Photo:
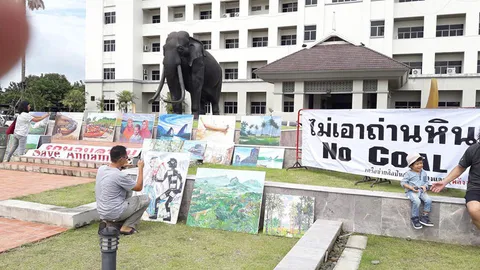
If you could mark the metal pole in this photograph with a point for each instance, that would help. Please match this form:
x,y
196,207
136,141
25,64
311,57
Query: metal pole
x,y
108,246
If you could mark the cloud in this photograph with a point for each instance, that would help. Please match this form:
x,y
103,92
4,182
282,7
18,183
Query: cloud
x,y
57,42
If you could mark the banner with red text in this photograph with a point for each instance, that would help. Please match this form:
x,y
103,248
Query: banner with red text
x,y
376,143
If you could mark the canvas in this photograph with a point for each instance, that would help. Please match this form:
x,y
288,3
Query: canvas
x,y
175,126
219,153
271,158
100,127
216,128
195,148
228,200
245,156
134,127
165,175
67,126
260,130
38,128
288,215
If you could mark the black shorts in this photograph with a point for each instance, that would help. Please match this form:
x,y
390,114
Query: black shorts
x,y
472,195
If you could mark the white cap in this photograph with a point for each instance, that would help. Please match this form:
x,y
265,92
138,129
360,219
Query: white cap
x,y
412,157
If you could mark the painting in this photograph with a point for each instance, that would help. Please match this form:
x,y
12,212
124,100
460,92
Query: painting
x,y
100,127
228,200
260,130
288,215
219,153
67,126
165,175
245,156
271,158
134,127
195,148
40,127
217,128
175,126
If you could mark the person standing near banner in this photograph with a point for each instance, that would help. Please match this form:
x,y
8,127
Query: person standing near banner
x,y
471,158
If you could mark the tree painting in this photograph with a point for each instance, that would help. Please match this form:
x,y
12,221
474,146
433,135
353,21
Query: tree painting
x,y
288,215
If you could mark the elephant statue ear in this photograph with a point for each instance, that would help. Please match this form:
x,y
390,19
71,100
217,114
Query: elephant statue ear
x,y
196,50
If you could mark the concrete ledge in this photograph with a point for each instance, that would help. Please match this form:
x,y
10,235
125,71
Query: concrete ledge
x,y
310,250
49,214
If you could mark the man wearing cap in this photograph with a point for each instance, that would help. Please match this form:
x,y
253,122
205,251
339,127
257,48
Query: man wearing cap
x,y
471,158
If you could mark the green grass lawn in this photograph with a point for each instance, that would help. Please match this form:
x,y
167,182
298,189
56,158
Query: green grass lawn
x,y
397,253
82,194
157,246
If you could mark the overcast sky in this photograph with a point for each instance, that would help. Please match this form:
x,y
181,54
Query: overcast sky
x,y
57,42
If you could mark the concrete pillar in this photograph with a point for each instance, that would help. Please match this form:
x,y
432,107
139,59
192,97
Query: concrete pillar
x,y
357,94
382,94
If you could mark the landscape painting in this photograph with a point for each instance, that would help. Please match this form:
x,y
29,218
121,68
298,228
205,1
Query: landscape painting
x,y
245,156
271,158
175,126
100,127
228,200
216,128
195,148
288,215
134,127
219,153
67,126
38,128
165,175
260,130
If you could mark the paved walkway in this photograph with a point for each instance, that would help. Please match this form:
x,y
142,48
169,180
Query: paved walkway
x,y
15,233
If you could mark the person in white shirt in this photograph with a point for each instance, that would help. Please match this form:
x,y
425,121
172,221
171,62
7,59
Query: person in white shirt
x,y
22,126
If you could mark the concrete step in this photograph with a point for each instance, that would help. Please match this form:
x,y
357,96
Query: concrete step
x,y
49,169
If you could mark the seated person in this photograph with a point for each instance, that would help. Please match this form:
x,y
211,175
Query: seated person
x,y
113,193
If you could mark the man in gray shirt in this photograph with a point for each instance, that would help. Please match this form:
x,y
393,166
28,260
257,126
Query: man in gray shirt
x,y
113,192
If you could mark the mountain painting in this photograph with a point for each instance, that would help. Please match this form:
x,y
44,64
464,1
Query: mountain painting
x,y
288,215
177,126
260,130
228,200
271,158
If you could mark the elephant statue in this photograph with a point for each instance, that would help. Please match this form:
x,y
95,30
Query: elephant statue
x,y
188,67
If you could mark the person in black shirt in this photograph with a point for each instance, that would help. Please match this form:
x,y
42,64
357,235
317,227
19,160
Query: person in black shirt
x,y
471,158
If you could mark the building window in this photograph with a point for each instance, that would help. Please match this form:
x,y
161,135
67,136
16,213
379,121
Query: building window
x,y
110,17
260,42
231,73
156,75
290,7
288,106
310,32
450,30
258,107
377,28
231,43
156,106
230,107
410,32
109,105
205,15
451,104
407,104
155,47
441,67
288,40
109,73
109,45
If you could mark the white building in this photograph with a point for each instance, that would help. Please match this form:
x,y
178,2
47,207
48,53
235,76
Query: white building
x,y
437,38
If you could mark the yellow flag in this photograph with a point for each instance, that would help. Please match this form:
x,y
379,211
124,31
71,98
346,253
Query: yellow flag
x,y
433,96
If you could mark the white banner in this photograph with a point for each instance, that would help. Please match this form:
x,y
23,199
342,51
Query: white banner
x,y
376,143
77,152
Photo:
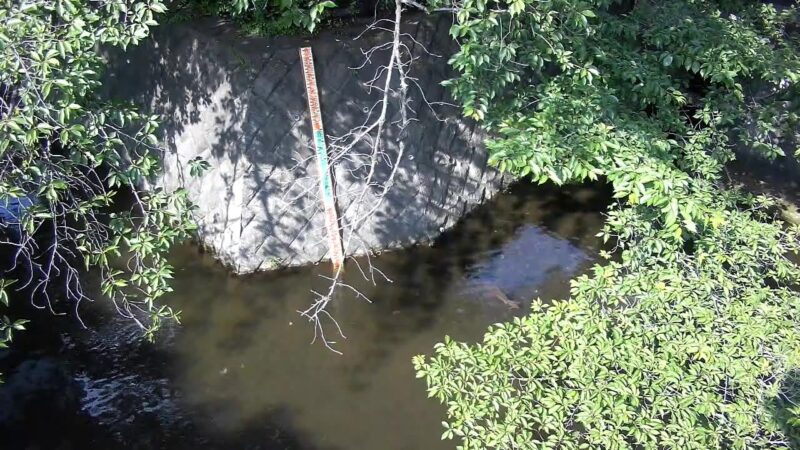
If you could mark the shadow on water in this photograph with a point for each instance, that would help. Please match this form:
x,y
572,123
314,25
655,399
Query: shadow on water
x,y
239,371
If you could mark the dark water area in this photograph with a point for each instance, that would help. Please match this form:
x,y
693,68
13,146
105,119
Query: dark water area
x,y
240,372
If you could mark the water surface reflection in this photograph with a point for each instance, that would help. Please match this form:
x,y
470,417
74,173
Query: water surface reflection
x,y
239,372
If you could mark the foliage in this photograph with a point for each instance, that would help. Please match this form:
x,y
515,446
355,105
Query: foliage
x,y
688,341
265,18
75,159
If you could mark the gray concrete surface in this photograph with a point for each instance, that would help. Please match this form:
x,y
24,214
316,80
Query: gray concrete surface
x,y
239,103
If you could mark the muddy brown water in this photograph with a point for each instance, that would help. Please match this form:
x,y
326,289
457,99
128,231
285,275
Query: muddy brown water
x,y
240,372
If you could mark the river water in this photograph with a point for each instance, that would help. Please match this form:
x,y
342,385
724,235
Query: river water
x,y
240,372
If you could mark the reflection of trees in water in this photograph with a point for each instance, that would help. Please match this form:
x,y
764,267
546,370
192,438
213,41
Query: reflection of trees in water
x,y
239,357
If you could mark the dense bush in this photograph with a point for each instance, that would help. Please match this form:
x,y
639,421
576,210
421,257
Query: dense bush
x,y
69,157
691,340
★ ★ ★ ★ ★
**Do this:**
Copy out the whole listing exactly, and don't carry over any pictures.

**Solution to this exercise:**
Photo:
If you could mark the metal pole in this photograph with a point for each instance, that would help. Please match this form:
x,y
196,207
136,141
25,64
311,57
Query: metal pole
x,y
108,246
If you could mark the cloud in this photograph with a point for each instance, that would help. Please match this form:
x,y
103,92
4,182
282,7
18,183
Query: cloud
x,y
57,42
If you could mark the banner with red text in this photograph with a point for each instance, that would help. Please match this form:
x,y
103,248
Query: banner with red text
x,y
376,143
If you could mark the canvas in this photograph with a point for each instance, that would help. Please match this form:
x,y
288,3
Query: canvas
x,y
175,126
219,153
271,158
100,127
216,128
195,148
228,200
245,156
134,127
165,175
67,126
260,130
38,128
288,215
If you could mark the black shorts in this photograph with a point for each instance, that would help. Please match this form:
x,y
390,114
Query: black shorts
x,y
472,195
If you could mark the white cap in this photograph with a point for each instance, that would help. Please match this form:
x,y
265,92
138,129
360,219
Query: white cap
x,y
412,157
If you could mark the painting in this photograph with a point for each instance, that would help. Please match this form:
x,y
12,212
124,100
460,92
Query: painting
x,y
100,127
228,200
260,130
288,215
219,153
67,126
165,175
245,156
271,158
134,127
195,148
40,127
217,128
175,126
If you could mark the person standing near banner in this photograph with a point for each instance, that would help. Please match this form:
x,y
8,127
Query: person standing near banner
x,y
471,158
If you could mark the tree painting in this photograph with a point for each instance, that would help. Please match this form:
x,y
12,221
474,146
433,135
353,21
Query: tree painting
x,y
288,215
If you could mark the elephant statue ear in this photograph with a point for each instance, that would help. Please match this form:
x,y
390,19
71,100
217,114
Query: elephant statue ear
x,y
196,50
If you could mark the concrete ledge in this photograph with a point for each instance, that would help. Please match this form:
x,y
10,235
125,71
Query: concrete ledge
x,y
310,250
49,214
If you could mark the man wearing cap in this photograph with a point for each instance, that would help. Please match this form:
x,y
253,122
205,251
339,127
257,48
Query: man wearing cap
x,y
471,158
If you could mark the green grass lawn in this photograph with a point for each instance, that would help. Please match this form:
x,y
167,182
298,189
56,158
Query: green grass lawn
x,y
397,253
82,194
157,246
If you could mark the overcast sky in this photograph with a point for each instance, that would help. Please match this form:
x,y
181,54
Query: overcast sky
x,y
57,42
If you could mark the concrete pillar in this photograph with a point for each instance, that would help. Please match this form:
x,y
432,107
139,59
192,97
Query: concrete pillar
x,y
357,94
382,94
If you could mark the landscape painting in this photograph with a point for each instance, that would help. Please match this form:
x,y
29,218
121,68
298,228
205,1
Query: landscape painting
x,y
245,156
271,158
175,126
100,127
228,200
216,128
195,148
288,215
134,127
219,153
67,126
38,128
165,175
260,130
If you could mark the paved walkway in this photograph with a point for each instance, that would help. Please match this form:
x,y
142,48
169,180
Query: paved walkway
x,y
15,233
If you could mark the person in white shirt in this photograph with a point for each instance, that would help. Please match this form:
x,y
425,121
172,221
171,62
7,59
Query: person in white shirt
x,y
22,126
If you could mark the concrete step in this photograph with a point for each instance, that would help. Please match this form:
x,y
357,96
Query: concrete step
x,y
49,169
If you could mark the seated person in this photograph with a point for each instance, that would help. Please match this form:
x,y
211,175
Query: seated person
x,y
113,193
If you could mark the man in gray shirt in this photograph with a point for each instance, that would help. Please match this form:
x,y
393,166
28,260
257,126
Query: man in gray shirt
x,y
113,192
If you could mark the mountain painting in this photograph with a point for each instance, that would help. Please match this form:
x,y
44,64
464,1
Query: mountain painting
x,y
288,215
177,126
260,130
228,200
271,158
If you could mark the elephant statue in this photograph with a point for each instance, that would help. Please match this form:
x,y
95,30
Query: elephant statue
x,y
188,67
If you could mark the person in black shirt in this photograph with a point for each instance, that would help. Please match this form:
x,y
42,64
357,235
317,227
19,160
Query: person in black shirt
x,y
471,158
If you could mark the building window in this photograph with a point for each instance, that would help. Please match this form:
x,y
161,135
67,136
16,213
379,121
Query: building window
x,y
110,17
260,42
231,73
156,75
290,7
288,106
310,32
450,30
258,107
377,28
231,43
156,106
230,107
410,32
109,105
205,15
451,104
407,104
155,47
441,67
288,40
109,73
109,45
If you could mark the white building in this photograph with a point for each instance, that would help. Please match this form:
x,y
178,2
47,207
48,53
235,76
Query: white building
x,y
437,38
If you could mark the yellow flag in this photograph with a point for each instance, that would help. Please match this form:
x,y
379,211
124,31
71,98
346,253
Query: yellow flag
x,y
433,96
If you could mark the white banner in this photograph with a point for each instance, that would help. Please match this form:
x,y
23,199
342,51
Query: white banner
x,y
376,143
77,152
Photo:
If you could mark the shadow on water in this photograph with a point for each instance, that would help. Please match this form:
x,y
572,123
314,25
655,399
Query: shadow on water
x,y
239,371
If you could mark the dark water area in this photograph with a point for each instance, that would help. Please match this form:
x,y
693,68
13,146
105,119
Query: dark water area
x,y
240,372
If you could mark the water surface reflection in this photograph with a point for each instance, that would help. Please match this form:
x,y
470,417
74,173
Query: water surface reflection
x,y
239,372
If you could mark the foliage in this photograph with a point for each instance, that would help. Please match this form:
x,y
515,446
355,105
Query: foliage
x,y
688,341
265,18
75,159
If you could mark the gray concrete surface in this photograph with a point for each instance, that would help. Please match this form:
x,y
24,214
316,80
Query: gray concrete surface
x,y
239,103
If you could mark the muddy brown water in this photograph with a point for each instance, that would help. Please match this form:
x,y
326,289
457,99
128,231
285,275
Query: muddy brown water
x,y
240,372
If you could mark the river water in this photograph with a point for each instance, that would help. Please match this form:
x,y
342,385
724,235
Query: river water
x,y
240,372
If you could mark the reflection of trees in water in this photograph with a point for each instance, that would help. Please match this form:
x,y
764,267
546,370
192,438
213,41
Query: reflection of trees in water
x,y
239,357
If you could mark the dense bush in this photograph with a point for each instance, that would help. Please match this form:
x,y
639,421
576,210
421,257
Query: dense bush
x,y
69,157
691,340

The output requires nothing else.